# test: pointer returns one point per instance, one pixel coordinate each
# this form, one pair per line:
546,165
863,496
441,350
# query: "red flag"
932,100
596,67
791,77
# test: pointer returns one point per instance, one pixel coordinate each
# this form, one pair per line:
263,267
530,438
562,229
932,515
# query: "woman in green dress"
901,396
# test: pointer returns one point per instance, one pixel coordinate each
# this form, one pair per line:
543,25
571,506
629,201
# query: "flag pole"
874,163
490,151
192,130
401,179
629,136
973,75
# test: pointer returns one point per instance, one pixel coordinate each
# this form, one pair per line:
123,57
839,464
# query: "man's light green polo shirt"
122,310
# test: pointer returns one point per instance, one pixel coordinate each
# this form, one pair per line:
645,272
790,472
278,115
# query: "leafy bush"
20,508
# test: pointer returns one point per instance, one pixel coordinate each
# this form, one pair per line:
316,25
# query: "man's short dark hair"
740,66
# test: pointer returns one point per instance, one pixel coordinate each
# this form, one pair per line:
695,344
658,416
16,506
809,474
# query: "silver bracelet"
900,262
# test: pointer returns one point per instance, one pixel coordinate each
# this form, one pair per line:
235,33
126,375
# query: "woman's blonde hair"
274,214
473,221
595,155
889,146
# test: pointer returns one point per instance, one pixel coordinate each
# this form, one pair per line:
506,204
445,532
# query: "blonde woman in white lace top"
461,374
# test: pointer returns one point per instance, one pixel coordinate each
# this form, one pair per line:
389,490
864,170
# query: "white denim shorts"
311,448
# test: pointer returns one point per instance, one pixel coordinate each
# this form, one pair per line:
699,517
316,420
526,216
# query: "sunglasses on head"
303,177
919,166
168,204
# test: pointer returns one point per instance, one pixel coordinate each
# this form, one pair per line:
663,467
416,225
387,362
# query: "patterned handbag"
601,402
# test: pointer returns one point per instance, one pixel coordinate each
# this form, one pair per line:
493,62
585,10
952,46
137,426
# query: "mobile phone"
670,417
━━━━━━━━━━━━━━━━━━━━━━━━━━━━━━
▸ **AIM OF THE EXERCISE**: Your reply should consist of the records, copied exactly.

▸ **TASK SOLUTION**:
# test: pointer returns one point per instance, one pixel coordinate each
# this form, one pair per line:
546,165
863,496
441,350
# query: "red flag"
932,100
596,67
791,77
# test: pointer returns one point per instance, one pixel coordinate each
# this form, one pair per line:
263,267
530,438
562,229
932,515
# query: "woman in green dress"
901,396
# test: pointer returns one point per instance, one pixel coordinate each
# this form, one pair per line:
543,25
571,506
629,201
# query: "flag pole"
874,163
490,151
192,130
401,179
629,136
973,75
# test: pointer returns one point per instance, one pixel coordinate each
# this form, one pair per line:
123,57
839,464
# query: "man's light green polo shirt"
122,310
# test: pointer returns one point per instance, one pixel coordinate each
# this form, one pair per line:
645,272
790,472
278,115
# query: "leafy bush"
20,508
# test: pointer returns one point per instance, one pixel coordinate each
# this form, one pair per line:
316,25
# query: "man's short dark hair"
740,66
# test: pointer returns one point per instance, one pixel coordinate each
# this form, one pair per line:
695,344
658,416
16,506
809,474
# query: "silver bracelet"
900,262
# test: pointer returns one point per instance, one pixel coordinate each
# this form, one pair per line:
235,33
126,375
# query: "woman's blonde hair"
274,214
473,221
595,155
889,146
# test: pointer returns one point per instance, one pixel coordinate each
# this form, one pair per line:
506,204
445,532
# query: "blonde woman in white lace top"
461,374
# test: pointer returns one point per instance, one pixel coordinate each
# this form, one pair per line:
389,490
864,170
# query: "white denim shorts"
311,448
# test: pointer returns one point per instance, one pixel coordinate each
# this form, one pair per line:
699,517
316,420
526,216
# query: "sunglasses on head"
303,177
919,166
168,204
# test: pointer returns one point per instance, one pixel coordinate each
# this form, one pair per line:
663,467
416,225
387,362
# query: "patterned handbag"
601,402
# test: pointer returns one point per instance, one pixel coordinate each
# this form, one pair per line:
493,62
585,10
952,46
137,426
# query: "mobile phone"
670,417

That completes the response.